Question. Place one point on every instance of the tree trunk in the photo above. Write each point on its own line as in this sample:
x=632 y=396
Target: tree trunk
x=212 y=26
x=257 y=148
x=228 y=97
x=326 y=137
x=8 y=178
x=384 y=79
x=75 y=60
========
## What the exercise asks
The data above is to be given again, with every line exact.

## Response to the exercise
Question. Place one point on every instance of the tree trunk in the photo above. Write each point on its own line as in this sample:
x=632 y=396
Target: tree trunk
x=212 y=26
x=257 y=148
x=228 y=97
x=326 y=137
x=8 y=178
x=384 y=79
x=75 y=60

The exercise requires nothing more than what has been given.